***** TEXTO DE LEITURA *****

A migração juvenil, também sofreu transformações no contexto da ocupação de

espaços nas últimas décadas. Os espaços ocupados pelas jovens e mulheres no meio

rural, sob a perspectiva do trabalho, apontam para importância do trabalho feminino na

agricultura. Tal importância, não reside apenas no emprego de mão-de-obra, mas,

também nas atividades relativas à continuidade da produção do tipo familiar, porém está

ultima sofre invisibilidade e configura-se diferente entre os sexos (BRUMER,

PANDOLFO e CORADINI , 2008).

Embora haja uma histórica exclusão das mulheres das atividades produtivas no

meio rural em termo da divisão das tarefas não remuneradas e/ou reprodutivas, assim

como na decisão dos gastos, as novas ocupações femininas em atividades não agrícolas

remuneradas tem contribuído para “estancar o êxodo agrícola”( STADUTO et al., 2007,

p. 22). Estes espaços tem proporcionado assim, uma nova organização mesmo que ainda

tímida na divisão sexual do trabalho dentro das propriedades rurais, com maior

possibilidade de integrar diferentes espaços de comercialização e tomada de decisão

sobre a produção agrícola e de insumos na propriedade.

***** TRECHO DE ORIGEM *****

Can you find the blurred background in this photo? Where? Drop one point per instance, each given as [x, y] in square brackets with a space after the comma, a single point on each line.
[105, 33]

*****

AÇÕES NECESSÁRIAS>
1. No texto sobre o trabalho feminino no meio rural, para que têm contribuído as novas ocupações femininas em atividades não agrícolas remuneradas?
2. Reproduza o trecho do texto sobre o trabalho feminino no meio rural que começa com as palavras "A migração juvenil, também" e termina com "CORADINI , 2008).".

RESPOSTAS DADAS>
1. Têm contribuído para estancar o êxodo agrícola.

2.
A migração juvenil, também sofreu transformações no contexto da ocupação de

espaços nas últimas décadas. Os espaços ocupados pelas jovens e mulheres no meio

rural, sob a perspectiva do trabalho, apontam para importância do trabalho feminino na

agricultura. Tal importância, não reside apenas no emprego de mão-de-obra, mas,

também nas atividades relativas à continuidade da produção do tipo familiar, porém está

ultima sofre invisibilidade e configura-se diferente entre os sexos (BRUMER,

PANDOLFO e CORADINI , 2008).